=== MATERIAL ===
++++++
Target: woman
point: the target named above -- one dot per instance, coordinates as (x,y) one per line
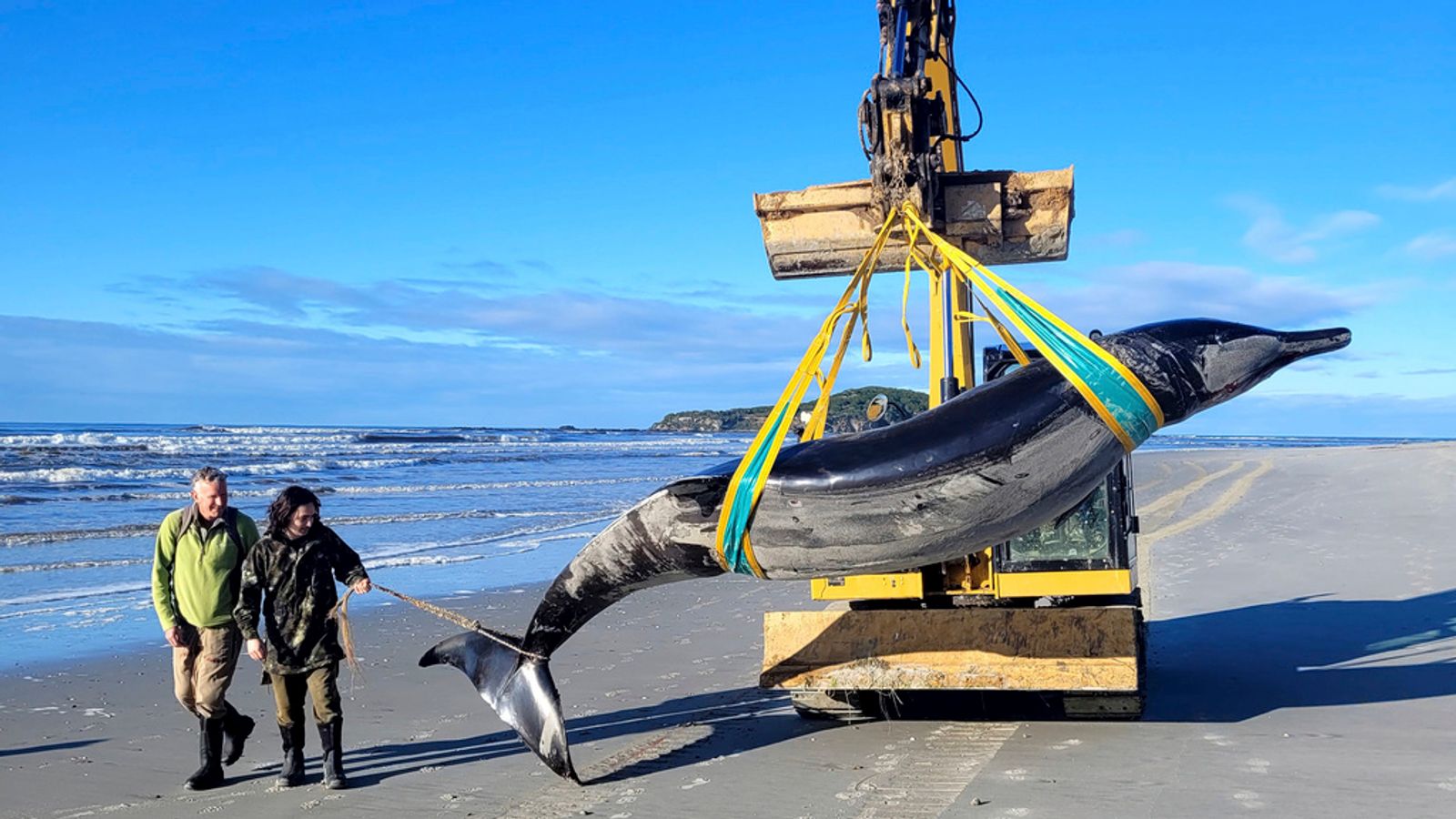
++++++
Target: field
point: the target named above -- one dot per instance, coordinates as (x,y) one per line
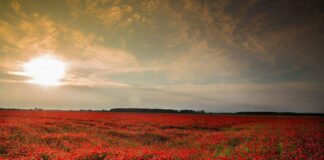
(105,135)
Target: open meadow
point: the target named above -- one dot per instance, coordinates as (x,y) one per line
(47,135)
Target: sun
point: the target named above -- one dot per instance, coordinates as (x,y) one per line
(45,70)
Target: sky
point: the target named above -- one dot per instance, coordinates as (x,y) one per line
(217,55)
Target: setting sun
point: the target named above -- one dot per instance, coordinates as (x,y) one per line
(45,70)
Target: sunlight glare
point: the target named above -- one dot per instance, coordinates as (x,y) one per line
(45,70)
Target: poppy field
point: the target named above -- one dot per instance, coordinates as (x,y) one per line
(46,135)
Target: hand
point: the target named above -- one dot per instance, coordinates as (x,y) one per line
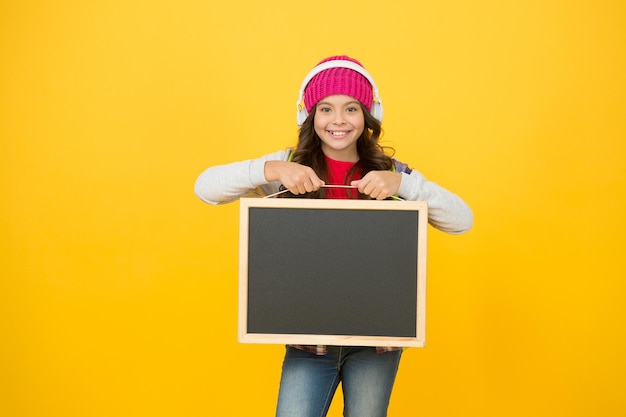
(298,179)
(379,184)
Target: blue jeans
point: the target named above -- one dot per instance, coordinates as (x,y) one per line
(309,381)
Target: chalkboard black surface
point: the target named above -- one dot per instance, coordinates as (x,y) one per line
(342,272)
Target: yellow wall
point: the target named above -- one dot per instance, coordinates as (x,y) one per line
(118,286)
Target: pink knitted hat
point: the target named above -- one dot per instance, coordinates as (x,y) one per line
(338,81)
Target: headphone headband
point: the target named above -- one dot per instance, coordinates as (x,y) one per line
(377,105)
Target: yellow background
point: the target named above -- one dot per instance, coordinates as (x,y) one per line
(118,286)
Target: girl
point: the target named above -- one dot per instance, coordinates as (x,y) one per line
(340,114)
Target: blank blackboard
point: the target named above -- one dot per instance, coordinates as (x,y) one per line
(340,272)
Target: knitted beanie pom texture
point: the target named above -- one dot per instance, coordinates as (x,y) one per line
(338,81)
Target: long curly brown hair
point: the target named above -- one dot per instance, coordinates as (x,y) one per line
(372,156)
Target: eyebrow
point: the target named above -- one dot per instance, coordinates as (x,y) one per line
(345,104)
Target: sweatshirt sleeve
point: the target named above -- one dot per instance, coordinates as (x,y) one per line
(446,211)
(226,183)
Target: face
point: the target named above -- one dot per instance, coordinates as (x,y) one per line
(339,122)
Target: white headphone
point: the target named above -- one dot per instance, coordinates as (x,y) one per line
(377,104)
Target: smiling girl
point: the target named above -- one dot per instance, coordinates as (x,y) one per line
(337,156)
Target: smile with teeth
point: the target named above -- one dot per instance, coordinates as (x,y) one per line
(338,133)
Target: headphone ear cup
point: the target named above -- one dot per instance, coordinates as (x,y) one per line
++++++
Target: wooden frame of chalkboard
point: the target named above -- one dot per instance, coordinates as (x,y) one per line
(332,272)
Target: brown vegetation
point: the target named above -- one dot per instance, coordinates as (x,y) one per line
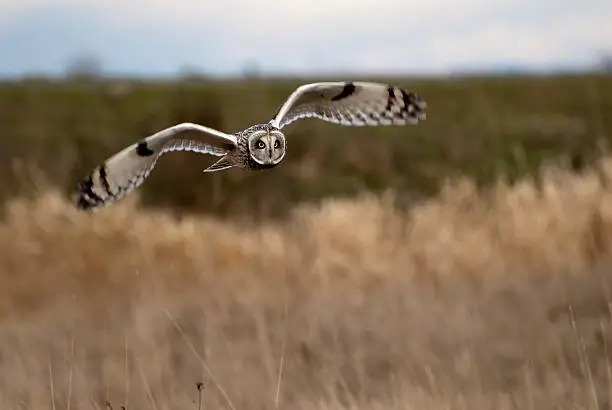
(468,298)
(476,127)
++++++
=== TASK STATEMENT ===
List every line of the records above that contains the string "headphone", copying each one in full.

=== RESULT FOR THIS TASK ===
Target: headphone headband
Target: white headphone
Target: headphone ear cup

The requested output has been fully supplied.